BEGIN Data extract

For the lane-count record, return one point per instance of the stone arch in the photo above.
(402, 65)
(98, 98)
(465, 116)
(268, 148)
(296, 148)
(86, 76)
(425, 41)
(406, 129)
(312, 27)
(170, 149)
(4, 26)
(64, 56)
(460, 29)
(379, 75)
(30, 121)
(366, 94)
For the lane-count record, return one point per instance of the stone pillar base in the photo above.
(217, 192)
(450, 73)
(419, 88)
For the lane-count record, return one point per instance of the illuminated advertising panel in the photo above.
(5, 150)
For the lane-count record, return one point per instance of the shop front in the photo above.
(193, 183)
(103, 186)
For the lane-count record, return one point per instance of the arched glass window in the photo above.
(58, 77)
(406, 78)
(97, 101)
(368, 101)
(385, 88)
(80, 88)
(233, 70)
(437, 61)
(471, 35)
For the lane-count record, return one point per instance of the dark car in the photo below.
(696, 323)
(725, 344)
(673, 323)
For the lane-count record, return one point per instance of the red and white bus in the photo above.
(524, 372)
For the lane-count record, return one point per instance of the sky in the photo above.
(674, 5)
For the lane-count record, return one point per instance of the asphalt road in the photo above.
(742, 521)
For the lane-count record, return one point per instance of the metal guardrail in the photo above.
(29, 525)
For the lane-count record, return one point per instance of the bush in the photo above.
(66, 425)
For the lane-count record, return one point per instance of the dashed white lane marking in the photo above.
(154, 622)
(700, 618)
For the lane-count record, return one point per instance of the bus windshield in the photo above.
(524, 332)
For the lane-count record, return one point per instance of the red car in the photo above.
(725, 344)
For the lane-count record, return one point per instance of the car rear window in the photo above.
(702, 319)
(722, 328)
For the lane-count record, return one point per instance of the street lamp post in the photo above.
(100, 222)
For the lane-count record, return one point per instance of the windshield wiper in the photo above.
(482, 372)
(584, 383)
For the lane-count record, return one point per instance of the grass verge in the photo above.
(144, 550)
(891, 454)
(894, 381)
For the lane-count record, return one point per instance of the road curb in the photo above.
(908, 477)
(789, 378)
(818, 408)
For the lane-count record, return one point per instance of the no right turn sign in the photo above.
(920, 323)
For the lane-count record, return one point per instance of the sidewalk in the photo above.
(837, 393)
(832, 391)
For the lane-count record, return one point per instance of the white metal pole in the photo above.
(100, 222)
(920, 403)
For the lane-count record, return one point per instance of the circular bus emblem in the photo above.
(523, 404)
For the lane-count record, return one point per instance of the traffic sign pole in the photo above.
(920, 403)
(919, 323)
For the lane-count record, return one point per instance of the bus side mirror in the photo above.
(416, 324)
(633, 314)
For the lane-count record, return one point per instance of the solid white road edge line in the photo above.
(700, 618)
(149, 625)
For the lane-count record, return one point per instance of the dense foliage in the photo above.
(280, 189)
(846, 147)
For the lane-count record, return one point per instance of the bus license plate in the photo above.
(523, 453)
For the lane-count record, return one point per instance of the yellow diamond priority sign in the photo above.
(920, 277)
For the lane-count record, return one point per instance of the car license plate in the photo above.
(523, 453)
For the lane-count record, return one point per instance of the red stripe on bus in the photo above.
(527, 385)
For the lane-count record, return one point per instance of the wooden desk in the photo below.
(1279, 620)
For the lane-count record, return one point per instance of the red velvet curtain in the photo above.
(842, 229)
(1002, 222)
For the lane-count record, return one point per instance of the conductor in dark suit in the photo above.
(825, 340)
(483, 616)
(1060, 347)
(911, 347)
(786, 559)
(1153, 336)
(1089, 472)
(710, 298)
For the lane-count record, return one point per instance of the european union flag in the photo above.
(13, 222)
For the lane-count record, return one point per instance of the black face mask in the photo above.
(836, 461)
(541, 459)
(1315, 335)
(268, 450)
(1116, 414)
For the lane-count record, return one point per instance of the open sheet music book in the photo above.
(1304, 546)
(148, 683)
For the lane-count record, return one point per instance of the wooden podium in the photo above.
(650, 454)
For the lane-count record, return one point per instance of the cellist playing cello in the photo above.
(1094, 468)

END Data extract

* Task directions:
Please restate each record exactly as it reads.

* Reply to the task:
For the lane-count record, return one point per instance of the stone arch in the photo above.
(402, 65)
(98, 98)
(465, 116)
(268, 148)
(296, 148)
(86, 76)
(425, 41)
(406, 129)
(312, 27)
(170, 149)
(4, 26)
(64, 56)
(460, 29)
(379, 75)
(30, 121)
(366, 94)
For the lane-count record, return one point per instance of the stone pillar base in the photo above.
(217, 192)
(450, 73)
(419, 88)
For the lane-count record, return one point per instance of the illuminated advertising panel in the photo above.
(5, 150)
For the lane-count record, return one point per instance of the shop front in the photo above.
(193, 183)
(103, 186)
For the lane-count record, return one point per instance of the arched glass window in the photo above.
(58, 77)
(406, 78)
(97, 101)
(368, 101)
(385, 88)
(80, 88)
(233, 70)
(437, 61)
(471, 35)
For the lane-count record, return one point per instance of the dark car in the photo below.
(696, 323)
(725, 344)
(673, 323)
For the lane-count record, return one point per instance of the red and white bus in the photo above.
(524, 372)
For the lane-count record, return one point per instance of the sky in the photo above.
(674, 5)
For the lane-count record, return one point per instance of the asphalt road in the photo above.
(742, 521)
For the lane-count record, return one point per instance of the metal guardrail in the photo above.
(29, 525)
For the lane-count record, return one point per instance of the bush in the photo above.
(66, 425)
For the lane-count record, return one point per instance of the dashed white lane marking in the photo above.
(154, 622)
(700, 618)
For the lane-count record, return one point per instance of the bus windshield in the photo above.
(524, 332)
For the lane-count record, return one point per instance of the red car in the photo above.
(725, 344)
For the lane-count record, return one point per instance of the car rear window in the photo above.
(702, 319)
(722, 328)
For the lane-count record, return one point per instance of the street lamp post in the photo above.
(100, 222)
For the lane-count record, return one point per instance of the windshield wiper in the photo above.
(482, 372)
(584, 383)
For the lane-count record, return one point per instance of the grass verge in the photo above.
(144, 550)
(891, 454)
(894, 381)
For the lane-count record, return one point per instance of the road curb in the photo above.
(908, 477)
(789, 378)
(818, 408)
For the lane-count record, return one point per instance of the no right turn sign in the photo above.
(920, 323)
For the lane-count record, return one point per instance of the sidewalk in the photo above.
(837, 393)
(832, 391)
For the lane-count record, return one point per instance of the white metal pole in the photo above.
(100, 222)
(920, 403)
For the lane-count record, return one point per instance of the circular bus emblem in the photo above.
(523, 404)
For the lane-count record, return one point per instance of the traffic sign pole in the photo above.
(920, 403)
(919, 323)
For the lane-count record, return one point per instance of the bus side mirror in the photo above.
(416, 324)
(633, 314)
For the lane-count record, return one point per instance of the solid white road edge line in the photo above.
(700, 618)
(149, 625)
For the lane-count record, return one point per instance of the dense foliage in the photo above.
(280, 189)
(846, 147)
For the lane-count record, return one point per instance of the bus license plate in the photo above.
(523, 453)
For the lane-count record, return one point per instance of the yellow diamond priority sign in the photo above.
(920, 277)
For the lane-count record, return one point per instance of the car license plate in the photo above.
(523, 453)
For the lane-count record, return one point per instance of the red stripe on bus in the photo above.
(527, 385)
For the lane-count record, return one point per instance of the wooden desk in the photo below.
(1279, 620)
For the lane-count record, return one point per instance of the red velvet curtain in the photo above.
(842, 229)
(1002, 222)
For the lane-count record, return one point per instance of the conductor in dark suit in the photo above.
(825, 340)
(483, 616)
(1060, 347)
(911, 347)
(786, 559)
(1153, 336)
(1089, 472)
(710, 298)
For the lane-count record, return one point per instance of the european union flag in the photo above.
(13, 222)
For the lane-count record, return one point per instance of the black face mask in the photo above.
(836, 461)
(541, 459)
(1315, 335)
(268, 450)
(1116, 414)
For the lane-count record, return one point per instance of the open sheet music book in the photo above.
(1304, 546)
(148, 683)
For the lane-count record, return one point per instance of the wooden podium in the photo above.
(650, 454)
For the lane-count record, return one point per instance of the cellist playing cello in the photo above.
(1094, 468)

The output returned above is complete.